* [Supplied passage]:
4.3 Vector databases and memory networks

Vector databases like Pinecone and Faiss are often used to store embeddings for retrieval tasks. Macaron's long‑term store builds on these technologies but integrates them with RL‑controlled gating. Meanwhile, early memory networks like the End‑to‑End Memory Network precompute a fixed set of memory slots and attend over them with soft attention. Macaron extends this by allowing the number of slots to grow or shrink dynamically and by using RL to decide which slots remain. In this sense, Macaron's memory engine is more akin to a neural Turing machine with a learned controller that reads and writes to an external memory tape.

5 Privacy and Regulatory Alignment

5.1 Policy binding and differentiated transparency

Compliance with regional regulations is crucial. Policy binding attaches machine‑readable privacy rules to data. For instance, a memory containing financial data might include a rule that it can only be accessed after biometric authentication. Differentiated transparency offers varying levels of disclosure to different stakeholders: a Japanese consumer can review their own data, a Korean regulator can see aggregated statistics, and developers get anonymized feedback for model improvement. These mechanisms align with the AI Promotion Act's emphasis on transparency and Korea's AI Framework Act requirements for risk management and human oversight.

5.2 Name‑and‑shame enforcement and accountability

Japan's AI Promotion Act lacks direct penalties but uses a name‑and‑shame mechanism to publicly identify non‑compliant companies. Macaron's audit logs track memory access and policy decisions, allowing the company to demonstrate compliance if audited. Korea's framework may impose modest fines (up to KRW 30 million) for violations. By attaching metadata to every memory event, Macaron can generate compliance reports automatically. The system also allows users to export and delete their data, aligning with the emerging global norm of data portability.

* [Entries supplied]:
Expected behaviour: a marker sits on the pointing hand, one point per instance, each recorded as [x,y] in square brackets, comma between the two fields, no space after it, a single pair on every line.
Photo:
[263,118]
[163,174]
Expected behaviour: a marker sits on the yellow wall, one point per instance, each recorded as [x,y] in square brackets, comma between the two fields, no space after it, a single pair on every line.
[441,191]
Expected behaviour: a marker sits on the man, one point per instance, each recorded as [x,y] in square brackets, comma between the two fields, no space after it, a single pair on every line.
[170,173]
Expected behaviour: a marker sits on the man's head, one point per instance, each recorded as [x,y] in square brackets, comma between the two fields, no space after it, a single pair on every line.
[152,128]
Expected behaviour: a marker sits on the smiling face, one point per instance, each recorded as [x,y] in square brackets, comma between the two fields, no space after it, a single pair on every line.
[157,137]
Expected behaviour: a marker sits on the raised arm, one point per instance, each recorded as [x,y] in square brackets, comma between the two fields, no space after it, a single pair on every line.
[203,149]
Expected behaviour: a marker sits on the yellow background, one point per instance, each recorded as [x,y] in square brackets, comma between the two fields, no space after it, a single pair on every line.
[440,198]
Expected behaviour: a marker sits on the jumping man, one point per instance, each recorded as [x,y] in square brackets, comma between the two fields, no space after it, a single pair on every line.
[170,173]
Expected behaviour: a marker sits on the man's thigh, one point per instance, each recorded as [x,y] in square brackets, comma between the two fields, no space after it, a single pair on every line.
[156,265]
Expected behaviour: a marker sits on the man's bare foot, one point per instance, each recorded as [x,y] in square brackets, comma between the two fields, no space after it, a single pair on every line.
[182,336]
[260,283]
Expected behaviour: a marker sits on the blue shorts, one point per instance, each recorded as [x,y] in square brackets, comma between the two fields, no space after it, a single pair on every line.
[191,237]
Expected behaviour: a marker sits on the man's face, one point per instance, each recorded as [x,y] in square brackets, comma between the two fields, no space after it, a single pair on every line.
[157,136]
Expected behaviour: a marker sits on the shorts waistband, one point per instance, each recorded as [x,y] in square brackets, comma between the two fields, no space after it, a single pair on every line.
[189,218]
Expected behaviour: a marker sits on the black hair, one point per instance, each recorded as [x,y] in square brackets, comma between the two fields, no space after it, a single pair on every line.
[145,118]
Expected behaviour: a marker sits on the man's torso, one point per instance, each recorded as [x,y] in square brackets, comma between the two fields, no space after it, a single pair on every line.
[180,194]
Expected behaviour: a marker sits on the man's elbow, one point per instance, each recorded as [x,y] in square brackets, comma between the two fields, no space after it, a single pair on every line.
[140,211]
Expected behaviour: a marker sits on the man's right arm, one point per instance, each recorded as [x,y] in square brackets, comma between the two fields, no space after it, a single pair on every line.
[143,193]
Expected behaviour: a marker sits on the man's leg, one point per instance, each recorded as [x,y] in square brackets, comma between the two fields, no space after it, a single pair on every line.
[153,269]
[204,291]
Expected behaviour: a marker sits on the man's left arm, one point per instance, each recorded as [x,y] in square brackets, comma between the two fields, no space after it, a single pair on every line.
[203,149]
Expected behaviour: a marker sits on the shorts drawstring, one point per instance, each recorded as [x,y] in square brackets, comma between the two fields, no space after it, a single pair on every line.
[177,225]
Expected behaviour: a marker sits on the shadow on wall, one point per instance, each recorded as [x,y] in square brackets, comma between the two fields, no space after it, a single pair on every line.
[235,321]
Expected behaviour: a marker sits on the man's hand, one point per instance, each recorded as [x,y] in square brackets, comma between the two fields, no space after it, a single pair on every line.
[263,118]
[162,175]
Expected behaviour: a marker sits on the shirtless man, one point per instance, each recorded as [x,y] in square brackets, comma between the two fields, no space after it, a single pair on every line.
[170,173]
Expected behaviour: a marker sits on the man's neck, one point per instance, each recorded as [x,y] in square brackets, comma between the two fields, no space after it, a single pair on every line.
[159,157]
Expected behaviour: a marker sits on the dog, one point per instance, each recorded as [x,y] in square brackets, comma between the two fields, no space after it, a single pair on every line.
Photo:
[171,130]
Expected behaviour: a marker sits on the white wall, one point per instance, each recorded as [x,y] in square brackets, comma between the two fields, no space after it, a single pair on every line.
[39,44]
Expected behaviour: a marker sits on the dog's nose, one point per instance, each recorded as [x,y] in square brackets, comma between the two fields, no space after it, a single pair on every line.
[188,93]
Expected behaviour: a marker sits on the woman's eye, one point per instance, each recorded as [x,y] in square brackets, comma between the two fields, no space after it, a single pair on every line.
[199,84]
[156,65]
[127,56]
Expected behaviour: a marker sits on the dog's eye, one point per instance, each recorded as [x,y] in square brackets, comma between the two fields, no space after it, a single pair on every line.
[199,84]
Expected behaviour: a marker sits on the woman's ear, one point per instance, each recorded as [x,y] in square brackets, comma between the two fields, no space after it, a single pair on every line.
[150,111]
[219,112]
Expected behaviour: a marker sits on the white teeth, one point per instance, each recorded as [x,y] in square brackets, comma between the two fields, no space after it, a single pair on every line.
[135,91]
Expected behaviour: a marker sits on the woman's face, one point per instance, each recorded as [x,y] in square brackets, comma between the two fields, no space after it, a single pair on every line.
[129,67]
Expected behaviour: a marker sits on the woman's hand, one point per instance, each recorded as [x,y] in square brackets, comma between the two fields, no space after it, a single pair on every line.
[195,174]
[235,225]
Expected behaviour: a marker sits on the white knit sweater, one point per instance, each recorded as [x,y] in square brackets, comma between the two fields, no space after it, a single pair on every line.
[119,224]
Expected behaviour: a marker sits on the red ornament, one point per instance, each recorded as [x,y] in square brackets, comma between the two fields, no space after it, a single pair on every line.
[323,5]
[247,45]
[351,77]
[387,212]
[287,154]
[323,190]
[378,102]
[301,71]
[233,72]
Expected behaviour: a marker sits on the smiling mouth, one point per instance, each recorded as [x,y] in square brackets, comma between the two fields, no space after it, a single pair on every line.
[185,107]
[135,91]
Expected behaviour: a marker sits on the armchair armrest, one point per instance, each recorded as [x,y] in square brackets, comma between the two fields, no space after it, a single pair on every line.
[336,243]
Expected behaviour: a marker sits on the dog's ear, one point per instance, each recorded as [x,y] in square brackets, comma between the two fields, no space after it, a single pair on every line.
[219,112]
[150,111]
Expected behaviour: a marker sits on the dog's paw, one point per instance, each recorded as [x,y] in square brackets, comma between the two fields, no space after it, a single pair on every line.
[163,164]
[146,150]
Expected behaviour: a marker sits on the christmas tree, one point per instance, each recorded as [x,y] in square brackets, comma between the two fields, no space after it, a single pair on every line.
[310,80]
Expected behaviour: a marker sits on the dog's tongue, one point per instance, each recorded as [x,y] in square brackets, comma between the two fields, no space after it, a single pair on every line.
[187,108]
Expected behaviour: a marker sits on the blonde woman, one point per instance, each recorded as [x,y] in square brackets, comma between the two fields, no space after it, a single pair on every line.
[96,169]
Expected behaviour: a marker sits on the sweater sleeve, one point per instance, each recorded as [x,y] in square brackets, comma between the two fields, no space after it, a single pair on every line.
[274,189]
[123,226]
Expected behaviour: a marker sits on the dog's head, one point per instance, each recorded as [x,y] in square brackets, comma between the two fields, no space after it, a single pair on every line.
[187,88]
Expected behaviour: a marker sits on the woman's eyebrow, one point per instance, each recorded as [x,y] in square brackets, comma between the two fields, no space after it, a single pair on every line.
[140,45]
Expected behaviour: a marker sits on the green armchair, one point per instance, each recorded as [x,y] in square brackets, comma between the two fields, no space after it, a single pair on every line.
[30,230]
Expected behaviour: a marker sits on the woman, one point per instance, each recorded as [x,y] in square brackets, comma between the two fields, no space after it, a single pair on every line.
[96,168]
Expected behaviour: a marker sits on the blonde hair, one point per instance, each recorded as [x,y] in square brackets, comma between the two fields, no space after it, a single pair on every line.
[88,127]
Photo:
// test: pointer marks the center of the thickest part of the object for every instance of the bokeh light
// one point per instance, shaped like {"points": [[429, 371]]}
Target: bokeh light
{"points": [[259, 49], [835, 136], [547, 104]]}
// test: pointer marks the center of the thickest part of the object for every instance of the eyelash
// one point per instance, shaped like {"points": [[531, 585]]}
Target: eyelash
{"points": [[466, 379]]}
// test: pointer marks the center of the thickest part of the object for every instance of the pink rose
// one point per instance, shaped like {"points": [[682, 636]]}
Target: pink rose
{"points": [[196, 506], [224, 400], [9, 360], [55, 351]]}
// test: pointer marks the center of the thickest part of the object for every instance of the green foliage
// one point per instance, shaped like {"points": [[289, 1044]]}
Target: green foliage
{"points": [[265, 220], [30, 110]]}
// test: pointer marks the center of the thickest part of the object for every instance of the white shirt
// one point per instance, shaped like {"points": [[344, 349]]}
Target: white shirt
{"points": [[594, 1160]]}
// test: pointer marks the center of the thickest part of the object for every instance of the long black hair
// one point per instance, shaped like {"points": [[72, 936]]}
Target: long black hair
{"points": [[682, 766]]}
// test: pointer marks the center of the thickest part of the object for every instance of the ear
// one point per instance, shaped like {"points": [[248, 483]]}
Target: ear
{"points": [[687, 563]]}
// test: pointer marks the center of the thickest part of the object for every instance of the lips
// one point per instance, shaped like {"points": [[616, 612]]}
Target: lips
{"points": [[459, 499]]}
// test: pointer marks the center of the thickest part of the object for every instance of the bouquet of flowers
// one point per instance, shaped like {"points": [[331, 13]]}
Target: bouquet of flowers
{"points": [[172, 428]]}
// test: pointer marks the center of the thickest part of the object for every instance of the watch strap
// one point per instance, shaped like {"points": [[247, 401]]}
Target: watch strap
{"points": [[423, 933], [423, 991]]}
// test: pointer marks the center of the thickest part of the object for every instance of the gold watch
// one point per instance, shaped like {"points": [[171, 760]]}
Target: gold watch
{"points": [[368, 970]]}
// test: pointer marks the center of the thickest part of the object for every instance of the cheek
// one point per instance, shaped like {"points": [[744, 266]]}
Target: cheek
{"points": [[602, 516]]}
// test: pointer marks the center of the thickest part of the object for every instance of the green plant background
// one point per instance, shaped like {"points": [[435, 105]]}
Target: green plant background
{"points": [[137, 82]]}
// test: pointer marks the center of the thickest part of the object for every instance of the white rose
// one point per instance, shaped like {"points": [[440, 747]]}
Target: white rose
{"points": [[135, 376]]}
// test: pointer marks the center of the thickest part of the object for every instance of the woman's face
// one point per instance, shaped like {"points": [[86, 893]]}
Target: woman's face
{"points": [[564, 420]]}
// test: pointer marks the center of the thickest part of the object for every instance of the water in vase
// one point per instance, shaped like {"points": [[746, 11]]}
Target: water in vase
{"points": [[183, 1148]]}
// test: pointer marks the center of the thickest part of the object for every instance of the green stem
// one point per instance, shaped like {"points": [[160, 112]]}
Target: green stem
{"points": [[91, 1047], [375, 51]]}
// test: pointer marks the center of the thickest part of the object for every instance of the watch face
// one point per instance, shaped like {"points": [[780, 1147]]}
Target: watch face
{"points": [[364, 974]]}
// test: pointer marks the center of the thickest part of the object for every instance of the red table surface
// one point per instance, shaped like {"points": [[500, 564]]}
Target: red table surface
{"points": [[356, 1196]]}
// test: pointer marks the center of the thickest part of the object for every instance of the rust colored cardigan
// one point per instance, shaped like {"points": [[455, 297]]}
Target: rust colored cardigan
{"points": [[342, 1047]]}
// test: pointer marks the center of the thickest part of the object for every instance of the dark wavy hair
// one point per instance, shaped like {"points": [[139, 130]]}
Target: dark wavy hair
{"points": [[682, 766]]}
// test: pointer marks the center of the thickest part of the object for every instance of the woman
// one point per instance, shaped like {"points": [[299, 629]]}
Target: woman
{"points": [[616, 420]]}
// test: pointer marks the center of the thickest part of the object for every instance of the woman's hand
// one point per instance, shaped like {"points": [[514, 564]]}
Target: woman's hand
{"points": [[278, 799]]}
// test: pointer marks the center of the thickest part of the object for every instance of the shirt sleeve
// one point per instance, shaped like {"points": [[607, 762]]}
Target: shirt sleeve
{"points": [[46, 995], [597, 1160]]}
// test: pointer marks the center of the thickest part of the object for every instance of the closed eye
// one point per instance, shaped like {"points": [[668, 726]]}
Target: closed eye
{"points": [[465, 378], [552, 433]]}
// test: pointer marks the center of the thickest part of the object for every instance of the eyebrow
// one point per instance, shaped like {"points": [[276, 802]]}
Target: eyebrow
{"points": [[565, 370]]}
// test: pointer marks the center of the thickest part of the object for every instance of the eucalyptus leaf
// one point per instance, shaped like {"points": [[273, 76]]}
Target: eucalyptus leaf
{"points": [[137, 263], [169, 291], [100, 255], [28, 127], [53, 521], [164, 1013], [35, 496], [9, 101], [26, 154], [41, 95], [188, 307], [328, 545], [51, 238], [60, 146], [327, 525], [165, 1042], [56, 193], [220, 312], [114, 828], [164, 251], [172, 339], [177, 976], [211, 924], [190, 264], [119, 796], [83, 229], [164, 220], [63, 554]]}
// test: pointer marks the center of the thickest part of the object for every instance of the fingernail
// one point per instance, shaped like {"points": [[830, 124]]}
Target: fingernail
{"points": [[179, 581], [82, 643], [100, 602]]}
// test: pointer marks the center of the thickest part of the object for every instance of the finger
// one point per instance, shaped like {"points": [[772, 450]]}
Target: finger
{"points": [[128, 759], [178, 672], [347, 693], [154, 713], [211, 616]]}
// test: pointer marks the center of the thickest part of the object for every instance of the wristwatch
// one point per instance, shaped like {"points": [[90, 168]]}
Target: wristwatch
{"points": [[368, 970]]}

* [Task details]: Continue the text on Macaron's memory engine and regulatory compliance, starting right after its last sentence. The records have no connection to the text.

* [Response]:
5.3 Analogies to human memory

Macaron's memory system echoes the architecture of human memory. Cognitive scientists describe working memory as a limited buffer in the prefrontal cortex, episodic memory as event‑based storage mediated by the hippocampus, and semantic memory as general knowledge distributed across the cortex. Similarly, Macaron has a short‑term context window, an episodic store and a long‑term vector database. Reference decay resembles the human forgetting curve: memories fade unless reinforced. Time weaving parallels the way humans create life narratives by linking events across time. By mimicking these mechanisms, Macaron not only optimizes computational resources but also produces more natural interactions. When a user reminisces about a childhood festival, the agent can recall related events and weave them into the current conversation, much like a human friend would.

5.4 Future research directions

Despite its sophistication, Macaron's memory engine leaves open questions. One area is self‑compressing memory: developing neural modules that automatically summarize and compress memories without external supervision. Another is lifelong learning: enabling the agent to continually adapt its memory strategies as user behaviour evolves. Cross‑lingual alignment remains an active research topic; future models may employ contrastive representation learning to align memories across Japanese, Korean and other languages more seamlessly. Researchers are also exploring neuromorphic hardware and spiking neural networks to implement memory at lower energy cost. Finally, integrating federated learning will allow users to train Macaron's memory models locally, sharing only model updates rather than raw data, thus enhancing privacy while improving collective performance.